Short problem -> Copy out all of the items below, substituting "Object" for every "Target" and changing nothing else. Leave the pictures out.

--- Start of Data ---

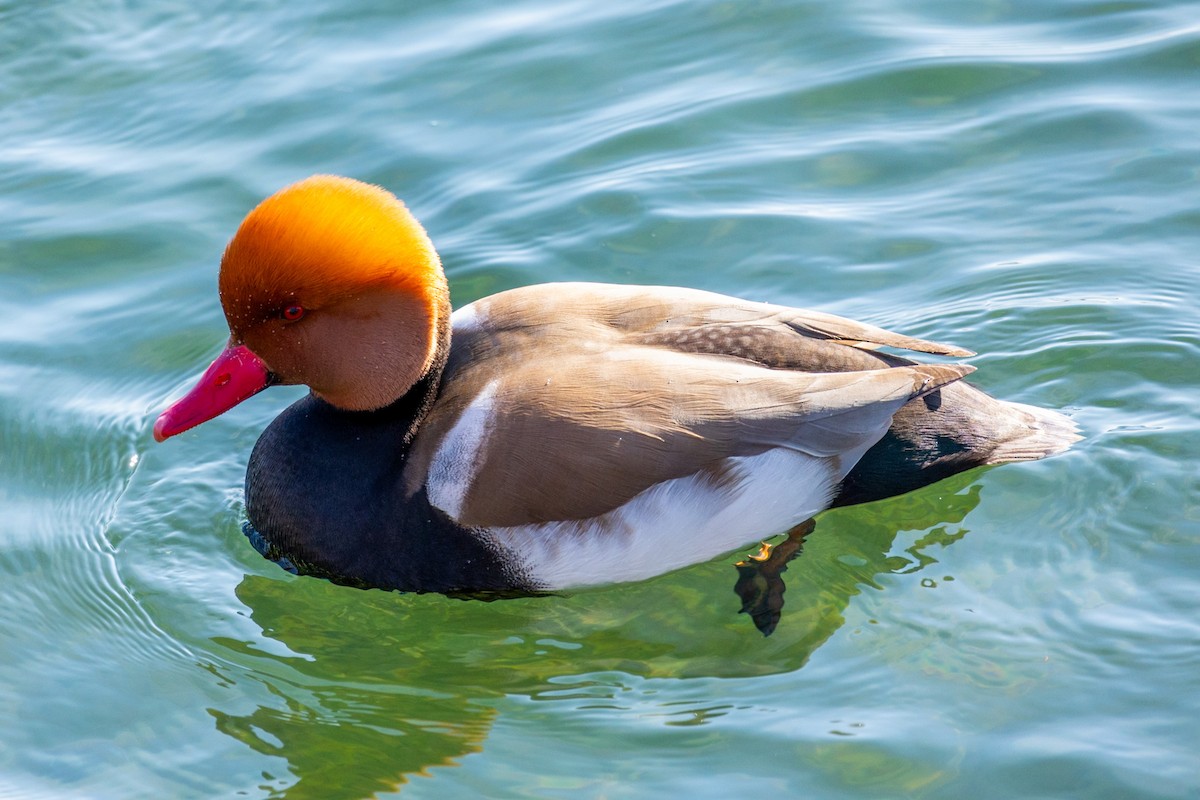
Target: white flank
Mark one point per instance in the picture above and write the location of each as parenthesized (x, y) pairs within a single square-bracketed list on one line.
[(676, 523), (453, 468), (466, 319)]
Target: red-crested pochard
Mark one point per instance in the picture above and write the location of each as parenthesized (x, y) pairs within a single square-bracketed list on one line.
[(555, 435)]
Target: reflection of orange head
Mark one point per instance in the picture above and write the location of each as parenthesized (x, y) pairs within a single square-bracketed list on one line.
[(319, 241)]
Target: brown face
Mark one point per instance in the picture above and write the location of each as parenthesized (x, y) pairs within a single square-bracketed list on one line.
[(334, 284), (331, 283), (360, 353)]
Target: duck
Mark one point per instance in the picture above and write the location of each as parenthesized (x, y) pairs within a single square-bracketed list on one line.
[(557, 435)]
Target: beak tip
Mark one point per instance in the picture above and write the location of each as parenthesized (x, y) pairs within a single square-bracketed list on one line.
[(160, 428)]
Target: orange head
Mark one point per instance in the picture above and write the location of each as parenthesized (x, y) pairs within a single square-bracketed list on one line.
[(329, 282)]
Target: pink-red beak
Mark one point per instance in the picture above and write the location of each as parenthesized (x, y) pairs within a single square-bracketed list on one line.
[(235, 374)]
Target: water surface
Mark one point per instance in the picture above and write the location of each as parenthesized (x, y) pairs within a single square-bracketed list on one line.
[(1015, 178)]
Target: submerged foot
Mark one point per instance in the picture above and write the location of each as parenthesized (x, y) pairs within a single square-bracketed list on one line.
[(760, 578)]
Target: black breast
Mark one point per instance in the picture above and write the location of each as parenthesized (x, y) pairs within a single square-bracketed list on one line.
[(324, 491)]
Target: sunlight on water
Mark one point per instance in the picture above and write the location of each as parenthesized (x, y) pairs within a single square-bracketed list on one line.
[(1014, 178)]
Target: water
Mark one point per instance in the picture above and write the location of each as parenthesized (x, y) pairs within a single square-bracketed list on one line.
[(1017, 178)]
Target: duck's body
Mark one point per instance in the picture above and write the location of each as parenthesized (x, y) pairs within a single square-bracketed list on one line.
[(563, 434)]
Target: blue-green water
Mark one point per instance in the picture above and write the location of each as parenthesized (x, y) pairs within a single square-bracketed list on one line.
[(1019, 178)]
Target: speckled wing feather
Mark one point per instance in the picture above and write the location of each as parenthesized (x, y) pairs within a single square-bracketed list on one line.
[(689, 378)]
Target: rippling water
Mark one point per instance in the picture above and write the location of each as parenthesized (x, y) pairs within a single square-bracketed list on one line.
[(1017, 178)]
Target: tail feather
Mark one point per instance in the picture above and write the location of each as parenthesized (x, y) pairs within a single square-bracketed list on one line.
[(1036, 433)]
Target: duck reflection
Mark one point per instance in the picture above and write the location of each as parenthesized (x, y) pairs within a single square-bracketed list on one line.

--- End of Data ---

Exercise result ->
Object: white flank
Mark one point per instance in the picture above and write the location of each as parenthesized (x, y) pairs within a single square-bracketed list on one line.
[(676, 523), (453, 468), (466, 319)]
Object: red-crested pochard
Mark one point per instance in the picture above and write the location of each as parenthesized (x, y) pairs within a single square-bracketed list on one line.
[(555, 435)]
Object: reflection of orange head
Mark one point per instance in the picture above and write the location of each as parenthesized (x, y) pairs within a single square-bracketed list on one line.
[(319, 241)]
Object: brown face
Mark one point per instance in the picture above and write the location of each as parenthesized (x, y) pairs within a single square-bracketed list on one line.
[(334, 284), (331, 283), (360, 353)]
Object: duck
Mark one point per instance in the picture above and write the location of each as parenthesized (x, y) pairs within a single square-bracketed list on one line.
[(557, 435)]
Object: beak tip
Mark one point per instance in the picture above and write the location of each as parenthesized (x, y) pairs within a single square-bracketed list on one line.
[(160, 428)]
Object: orange head
Mark one point per instance in the picture above and write the location of each as parenthesized (x, y) pairs within a single square-bracketed list on one line.
[(329, 282)]
Object: pink-red beak
Mark one point per instance in the picture above and write the location of each as parenthesized (x, y) pairs within a single square-bracketed list on one line.
[(235, 374)]
Object: water surface
Mark one point per instance in the picture above and write the location of each as parenthesized (x, y) pairs within a single square-bracketed list on one line.
[(1015, 178)]
Object: submerged foot
Mark one point per instance in the picture above and write the location of each as parenthesized (x, y) pairs within a single square-bracketed list on one line.
[(760, 578)]
Object: black breast
Mark one point per instance in the picture above and write the location of each as parenthesized (x, y) pairs within a single square-bracketed list on one line.
[(324, 491)]
Object: sunlight on water
Mark one point per instance in the picture above and write the location of each as parenthesized (x, y) pairs within a single square-bracketed list on one line.
[(1014, 178)]
Object: water
Mark one point per instance in the picture above and write the location of each as parenthesized (x, y) pairs within a single square-bracketed list on one line.
[(1017, 178)]
Object: duck's body
Mark one point per instance in the picture above and write the location of each as parenthesized (x, y) pairs within a single square-bracketed list on one line.
[(563, 434)]
Object: blue-green water
Mark one point per instance in the picture above and write the location of each as parenthesized (x, y) pairs within a single square-bracketed list on one line.
[(1019, 178)]
Object: speckled wing feather
Mark one point per instance in the picture above and write the location of each as parenthesized (x, y) pairs within a single square-bracketed list on one line.
[(689, 378)]
Object: rippling water
Mark one point per instance in the picture above and write the location of each as parenthesized (x, y) pairs within a single square-bracketed list on one line.
[(1017, 178)]
Object: tail feather
Mark one point per instance in the picture above and write the location of each as parenthesized (x, y) pairs within a single square-bracketed list on one line.
[(1036, 433)]
Object: duck reflection
Mark one point per instance in the picture above and write the location of each as parenthesized (x, y) pairs within a single square-bracketed list on one line.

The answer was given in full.